● AIM OF THE EXERCISE:
The entries need to be copied exactly.

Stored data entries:
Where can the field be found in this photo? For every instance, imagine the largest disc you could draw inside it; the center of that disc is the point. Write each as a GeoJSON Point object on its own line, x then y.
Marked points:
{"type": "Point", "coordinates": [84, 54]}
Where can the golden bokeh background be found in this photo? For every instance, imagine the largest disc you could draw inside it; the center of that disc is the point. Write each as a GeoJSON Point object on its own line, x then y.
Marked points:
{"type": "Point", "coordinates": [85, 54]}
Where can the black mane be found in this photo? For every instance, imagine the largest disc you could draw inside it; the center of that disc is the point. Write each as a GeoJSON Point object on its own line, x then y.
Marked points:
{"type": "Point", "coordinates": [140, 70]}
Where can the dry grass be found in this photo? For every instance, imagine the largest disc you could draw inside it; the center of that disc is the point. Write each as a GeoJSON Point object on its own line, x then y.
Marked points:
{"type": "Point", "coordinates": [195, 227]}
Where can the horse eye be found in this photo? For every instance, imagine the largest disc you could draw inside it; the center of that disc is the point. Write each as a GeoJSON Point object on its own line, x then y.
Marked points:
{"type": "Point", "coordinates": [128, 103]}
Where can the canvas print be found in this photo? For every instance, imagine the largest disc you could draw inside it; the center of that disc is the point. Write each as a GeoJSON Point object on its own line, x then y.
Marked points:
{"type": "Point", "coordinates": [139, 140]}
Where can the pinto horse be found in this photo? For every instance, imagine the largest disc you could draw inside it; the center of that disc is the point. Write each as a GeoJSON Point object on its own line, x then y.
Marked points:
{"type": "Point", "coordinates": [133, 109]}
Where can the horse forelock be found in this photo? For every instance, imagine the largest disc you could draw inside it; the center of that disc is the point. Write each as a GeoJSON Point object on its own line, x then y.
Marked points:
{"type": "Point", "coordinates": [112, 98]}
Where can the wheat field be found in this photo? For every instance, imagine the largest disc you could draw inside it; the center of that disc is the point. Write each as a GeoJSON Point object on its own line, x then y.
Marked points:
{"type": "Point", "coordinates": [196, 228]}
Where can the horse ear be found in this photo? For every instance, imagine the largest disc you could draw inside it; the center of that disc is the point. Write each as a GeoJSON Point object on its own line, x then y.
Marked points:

● TASK RESULT:
Where can the field be found in this photo? For every instance, imagine the largest disc you could draw inside it; the center of that disc is the point. Write each as a GeoJSON Point object on its own line, x then y.
Marked points:
{"type": "Point", "coordinates": [84, 54]}
Where can the golden bokeh background be found in this photo? For every instance, imagine the largest disc you could draw inside it; the center of that disc is the point. Write each as a GeoJSON Point object on its own line, x then y.
Marked points:
{"type": "Point", "coordinates": [85, 54]}
Where can the black mane be found in this photo? For every instance, imagine the largest disc you could draw inside it; the center of that disc is the point. Write each as a GeoJSON Point object on its own line, x then y.
Marked points:
{"type": "Point", "coordinates": [140, 70]}
Where can the dry grass be found in this photo? For every instance, imagine the largest disc you could draw inside it; the center of that disc is the point. Write each as a GeoJSON Point object on its own line, x then y.
Marked points:
{"type": "Point", "coordinates": [195, 227]}
Where can the horse eye be found in this photo? For every instance, imagine the largest disc you could draw inside it; the center of that disc is the point. Write each as a GeoJSON Point object on its own line, x then y.
Marked points:
{"type": "Point", "coordinates": [128, 103]}
Where can the canvas print be found in this photo? For every instance, imagine the largest disc you could draw inside it; the center of that disc is the point. Write each as a GeoJSON Point object on its own line, x then y.
Marked points:
{"type": "Point", "coordinates": [139, 140]}
Where can the pinto horse be found in this photo? For every instance, imagine the largest disc you could draw inside it; the center of that disc is the point. Write each as a GeoJSON Point object on its own line, x then y.
Marked points:
{"type": "Point", "coordinates": [133, 109]}
Where can the horse forelock be found in this photo? For every instance, imagine the largest disc you could draw inside it; the center of that disc is the point. Write each as a GeoJSON Point object on its own line, x then y.
Marked points:
{"type": "Point", "coordinates": [112, 98]}
Where can the wheat field be found in this photo? For every instance, imagine the largest disc you could draw inside it; the center of that disc is the point. Write each as a GeoJSON Point object on its own line, x then y.
Marked points:
{"type": "Point", "coordinates": [196, 228]}
Where can the horse ear be found in this photo? For every instance, imagine the largest disc you could draw inside it; the center of that disc is the point. Write each as a GeoJSON Point object on its own line, x then y.
Marked points:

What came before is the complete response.